======== DOCUMENT EXTRACT ========
Stephen Douglas was a nationally-recognized Senator; had served two terms; and was a leader of the Democratic Party. On the other hand, Lincoln had served only one term as a Congressman, and had served in the Illinois legislature for about six years prior to that. He was also a member of the new Republican Party. The Republican Party tended to be anti-slavery but supported a wide-range of feelings and positions on the issue.

The format of the debates was set. Each of the debates would last for three hours. One of the two candidates would open the debate with an hour-long speech and would close the debate with a 30-minute rebuttal. The other candidate would have an hour and a half in between to ''make his case.'' To the extent that the speeches could be heard, newspaper reporters would record the statements using shorthand and then transmit their versions by telegraph to their newspapers. Each of the debates drew large crowds to hear and to decide, or to cheer for their candidate.

The first debate took place, northeast of Galesburg, in Ottawa, on August 21, 1858. Crowds gathered, kicking up the dust and the temperature was in the 80s. The debate was fiery, as was all those that would follow, but neither Lincoln nor Douglas represented the extremes of their parties. By contemporary standards, probably both could be considered racists, but such a comparison wouldn't be fair.
======== RECORDS PROVIDED ========
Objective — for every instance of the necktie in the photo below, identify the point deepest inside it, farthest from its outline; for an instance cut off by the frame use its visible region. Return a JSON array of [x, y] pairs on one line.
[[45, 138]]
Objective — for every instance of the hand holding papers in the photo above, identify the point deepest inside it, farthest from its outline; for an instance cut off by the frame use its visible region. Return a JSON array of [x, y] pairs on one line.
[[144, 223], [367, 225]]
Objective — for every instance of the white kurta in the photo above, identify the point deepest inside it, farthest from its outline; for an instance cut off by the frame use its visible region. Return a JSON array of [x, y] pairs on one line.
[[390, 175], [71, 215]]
========
*EXERCISE REQUIREMENTS:*
(1) Answer these from the Lincoln–Douglas debates passage:
(a) How many terms had Stephen Douglas served?
(b) How long was each debate set to last?
(c) Where and on what date did the first debate take place?
(2) According to the Lincoln–Douglas debates passage, why did people come out to the debates? Answer in one or two sentences.
(3) Extend the Lincoln–Douglas debates passage, picking up after its final sentence.

*EXERCISE RESULTS:*
(1)
(a) Two terms.
(b) Three hours.
(c) In Ottawa, northeast of Galesburg, on August 21, 1858.

(2) The debates drew large crowds of people who came to hear the candidates and make up their minds, or to cheer for the candidate they backed.

(3)
It is written that Douglas won the first four debates, held at Ottawa, Freeport, Jonesboro and Charleston, but that Galesburg was his turning point. On the platform in front of Old Main, under a large banner proclaiming ''Knox College for Lincoln,'' the Galesburg debate was held on a cold October 7, 1858. Lincoln moved away from Douglas and proclaimed, on the basis of the Declaration of Independence, that all men are created equal and are entitled to the inalienable rights to life, liberty, and the pursuits of happiness. In the strongly abolitionist Galesburg, it was reported that Lincoln won the day, and was to do so for the remaining two debates in Quincy and Alton.

Of course, Lincoln lost the Senatorial contest and Douglas was returned for a third term. The debate and contest did gain Lincoln a greater national recognition that would prove to be critical in 1860. As President, Lincoln would face the House Divided and the resulting Civil War would test the vary fabric of America. The North would insist that there was but one nation, the South would insist there were two. Long after the war was ended, Jefferson Davis would continue to write about his view of the southern states legal right to withdraw from the federal government.

The war was fought, the federal government was maintained, and the divided house was re-united. Hundreds of thousands of Americans were killed, maimed, or died of disease while fighting the war. A Southern culture was devastated; its economic basis forever changed. Out of this self-destruction, a stronger federal government rose.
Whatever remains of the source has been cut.